■ **Directions**:
In the numpy discussion thread on orthogonalisation, what does Gael Varoquaux say he is actually calculating?

■ **Source document**:
============

[Numpy-discussion] Efficient orthogonalisation with scipy/numpy

Charles R Harris charlesr.harris@gmail....
Tue Jan 19 21:18:46 CST 2010


On Tue, Jan 19, 2010 at 8:13 PM, Charles R Harris <charlesr.harris@gmail.com
> wrote:

>
>
> On Tue, Jan 19, 2010 at 8:02 PM, <josef.pktd@gmail.com> wrote:
>
>> On Tue, Jan 19, 2010 at 9:47 PM, Charles R Harris
>> <charlesr.harris@gmail.com> wrote:
>> >
>> >
>> > On Tue, Jan 19, 2010 at 6:08 PM, <josef.pktd@gmail.com> wrote:
>> >>
>> >> On Tue, Jan 19, 2010 at 6:48 PM, Charles R Harris
>> >> <charlesr.harris@gmail.com> wrote:
>> >> >
>> >> >
>> >> > On Tue, Jan 19, 2010 at 2:34 PM, <josef.pktd@gmail.com> wrote:
>> >> >>
>> >> >> On Tue, Jan 19, 2010 at 4:29 PM, Charles R Harris
>> >> >> <charlesr.harris@gmail.com> wrote:
>> >> >> >
>> >> >> >
>> >> >> > On Tue, Jan 19, 2010 at 1:47 PM, Gael Varoquaux
>> >> >> > <gael.varoquaux@normalesup.org> wrote:
>> >> >> >>
>> >> >> >> On Tue, Jan 19, 2010 at 02:22:30PM -0600, Robert Kern wrote:
>> >> >> >> > > y = y - np.dot(confounds.T, linalg.lstsq(confounds.T, y)[0])
>> >> >> >>
>> >> >> >> > > with np = numpy and linalg = scipy.linalg where scipy calls
>> >> >> >> > > ATLAS.
>> >> >> >>
>> >> >> >> > For clarification, are you trying to find the components of the
>> y
>> >> >> >> > vectors that are perpendicular to the space spanned by the 10
>> >> >> >> > orthonormal vectors in confounds?
>> >> >> >>
>> >> >> >> Yes. Actually, what I am doing is calculating partial correlation
>> >> >> >> between
>> >> >> >> x and y conditionally to confounds, with the following code:
>> >> >> >>
>> >> >> >> def cond_partial_cor(y, x, confounds=[]):
>> >> >> >>    """ Returns the partial correlation of y and x, conditionning
>> on
>> >> >> >>        confounds.
>> >> >> >>    """
>> >> >> >>    # First orthogonalise y and x relative to confounds
>> >> >> >>    if len(confounds):
>> >> >> >>        y = y - np.dot(confounds.T, linalg.lstsq(confounds.T,
>> y)[0])
>> >> >> >>        x = x - np.dot(confounds.T, linalg.lstsq(confounds.T,
>> x)[0])
>> >> >> >>    return np.dot(x, y)/sqrt(np.dot(y, y)*np.dot(x, x))
>> >> >> >>
>> >> >> >> I am not sure that what I am doing is optimal.

============

Records excerpted from a collection:

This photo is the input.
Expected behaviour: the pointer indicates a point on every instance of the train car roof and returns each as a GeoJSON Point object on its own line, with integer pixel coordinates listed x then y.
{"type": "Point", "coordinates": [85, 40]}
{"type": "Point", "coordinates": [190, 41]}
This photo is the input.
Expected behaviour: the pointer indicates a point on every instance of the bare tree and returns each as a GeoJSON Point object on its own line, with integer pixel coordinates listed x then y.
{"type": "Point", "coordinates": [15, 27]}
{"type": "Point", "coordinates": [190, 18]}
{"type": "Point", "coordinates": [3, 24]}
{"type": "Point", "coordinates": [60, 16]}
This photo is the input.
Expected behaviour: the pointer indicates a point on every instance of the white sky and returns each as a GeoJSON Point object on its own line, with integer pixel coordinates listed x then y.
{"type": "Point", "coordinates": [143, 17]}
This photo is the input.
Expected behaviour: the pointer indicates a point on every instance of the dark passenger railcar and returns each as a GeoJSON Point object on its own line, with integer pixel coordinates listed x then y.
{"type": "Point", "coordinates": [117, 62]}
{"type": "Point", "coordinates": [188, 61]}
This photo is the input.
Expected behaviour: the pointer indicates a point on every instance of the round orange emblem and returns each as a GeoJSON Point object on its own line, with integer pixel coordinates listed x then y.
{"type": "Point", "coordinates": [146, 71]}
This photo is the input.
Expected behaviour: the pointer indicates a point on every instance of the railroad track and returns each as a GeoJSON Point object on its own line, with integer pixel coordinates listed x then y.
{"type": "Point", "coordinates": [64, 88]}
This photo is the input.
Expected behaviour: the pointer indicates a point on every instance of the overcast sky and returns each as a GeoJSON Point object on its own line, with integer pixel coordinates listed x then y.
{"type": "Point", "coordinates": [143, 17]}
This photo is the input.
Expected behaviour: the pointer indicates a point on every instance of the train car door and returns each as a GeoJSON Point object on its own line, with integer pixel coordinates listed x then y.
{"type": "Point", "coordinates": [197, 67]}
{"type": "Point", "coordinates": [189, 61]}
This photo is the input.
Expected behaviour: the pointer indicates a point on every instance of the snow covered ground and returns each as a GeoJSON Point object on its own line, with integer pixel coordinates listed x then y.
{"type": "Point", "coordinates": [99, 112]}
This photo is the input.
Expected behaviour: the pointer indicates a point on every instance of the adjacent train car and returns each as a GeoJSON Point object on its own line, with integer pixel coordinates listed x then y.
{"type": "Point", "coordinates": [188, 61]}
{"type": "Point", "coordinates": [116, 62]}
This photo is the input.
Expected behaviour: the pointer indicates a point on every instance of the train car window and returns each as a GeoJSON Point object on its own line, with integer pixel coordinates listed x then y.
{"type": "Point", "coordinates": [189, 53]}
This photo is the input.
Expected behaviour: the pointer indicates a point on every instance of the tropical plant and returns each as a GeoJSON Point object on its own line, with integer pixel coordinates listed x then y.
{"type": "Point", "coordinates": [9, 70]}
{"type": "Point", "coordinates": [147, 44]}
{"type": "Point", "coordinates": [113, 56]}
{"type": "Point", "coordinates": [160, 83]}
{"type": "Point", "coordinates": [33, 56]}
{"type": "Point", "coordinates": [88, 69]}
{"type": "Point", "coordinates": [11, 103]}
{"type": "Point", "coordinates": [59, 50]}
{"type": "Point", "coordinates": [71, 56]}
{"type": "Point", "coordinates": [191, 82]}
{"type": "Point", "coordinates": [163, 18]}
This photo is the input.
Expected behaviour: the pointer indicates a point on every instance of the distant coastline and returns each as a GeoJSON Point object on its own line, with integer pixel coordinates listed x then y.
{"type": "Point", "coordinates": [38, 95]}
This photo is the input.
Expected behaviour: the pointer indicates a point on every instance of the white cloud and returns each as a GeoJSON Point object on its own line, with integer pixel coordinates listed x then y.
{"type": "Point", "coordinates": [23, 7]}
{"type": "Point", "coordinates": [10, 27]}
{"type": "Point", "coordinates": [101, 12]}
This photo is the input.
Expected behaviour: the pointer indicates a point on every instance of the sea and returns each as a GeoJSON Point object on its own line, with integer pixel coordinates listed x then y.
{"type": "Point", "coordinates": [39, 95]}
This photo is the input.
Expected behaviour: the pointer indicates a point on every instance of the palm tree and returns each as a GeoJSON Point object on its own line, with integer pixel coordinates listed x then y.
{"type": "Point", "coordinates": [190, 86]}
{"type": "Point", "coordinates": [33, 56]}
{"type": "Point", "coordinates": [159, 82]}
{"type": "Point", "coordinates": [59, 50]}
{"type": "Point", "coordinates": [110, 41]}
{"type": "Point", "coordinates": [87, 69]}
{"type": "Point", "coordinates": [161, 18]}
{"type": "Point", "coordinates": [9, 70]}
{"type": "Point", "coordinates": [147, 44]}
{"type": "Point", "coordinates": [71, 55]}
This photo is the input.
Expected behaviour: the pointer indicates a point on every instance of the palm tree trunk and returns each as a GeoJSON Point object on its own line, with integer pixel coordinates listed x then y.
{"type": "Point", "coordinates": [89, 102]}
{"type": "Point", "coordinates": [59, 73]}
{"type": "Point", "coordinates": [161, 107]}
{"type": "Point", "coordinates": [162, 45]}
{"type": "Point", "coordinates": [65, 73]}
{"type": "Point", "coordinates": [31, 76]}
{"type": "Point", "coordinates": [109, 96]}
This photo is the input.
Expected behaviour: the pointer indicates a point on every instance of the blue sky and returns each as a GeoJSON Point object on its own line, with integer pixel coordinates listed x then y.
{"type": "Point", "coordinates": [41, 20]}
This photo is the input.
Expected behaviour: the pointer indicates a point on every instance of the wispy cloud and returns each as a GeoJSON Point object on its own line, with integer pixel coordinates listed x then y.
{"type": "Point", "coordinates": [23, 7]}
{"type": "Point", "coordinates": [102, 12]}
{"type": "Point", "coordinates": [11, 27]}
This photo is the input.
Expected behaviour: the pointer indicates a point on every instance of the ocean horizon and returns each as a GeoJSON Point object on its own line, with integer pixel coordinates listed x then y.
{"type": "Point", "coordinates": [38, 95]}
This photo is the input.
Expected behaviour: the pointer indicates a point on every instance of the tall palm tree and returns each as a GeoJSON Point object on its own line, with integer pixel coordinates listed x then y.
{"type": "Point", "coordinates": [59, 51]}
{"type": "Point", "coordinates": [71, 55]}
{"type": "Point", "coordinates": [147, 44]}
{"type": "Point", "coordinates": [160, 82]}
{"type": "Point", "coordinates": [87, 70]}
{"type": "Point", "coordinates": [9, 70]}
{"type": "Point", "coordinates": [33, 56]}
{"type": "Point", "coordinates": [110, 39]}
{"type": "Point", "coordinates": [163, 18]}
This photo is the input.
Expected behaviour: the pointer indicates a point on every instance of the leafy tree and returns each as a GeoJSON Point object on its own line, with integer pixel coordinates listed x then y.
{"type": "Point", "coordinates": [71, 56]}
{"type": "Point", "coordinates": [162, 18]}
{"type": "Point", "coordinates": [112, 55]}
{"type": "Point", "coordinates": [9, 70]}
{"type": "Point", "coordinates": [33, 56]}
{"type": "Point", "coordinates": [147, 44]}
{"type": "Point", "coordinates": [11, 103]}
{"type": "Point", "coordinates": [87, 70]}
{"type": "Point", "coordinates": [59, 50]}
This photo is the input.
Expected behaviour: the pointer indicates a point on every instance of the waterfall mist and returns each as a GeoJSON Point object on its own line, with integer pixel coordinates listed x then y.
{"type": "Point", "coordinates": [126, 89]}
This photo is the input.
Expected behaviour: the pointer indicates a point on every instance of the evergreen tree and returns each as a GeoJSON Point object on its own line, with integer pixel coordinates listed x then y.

============

■ **Output**:
The partial correlation between x and y conditionally to confounds.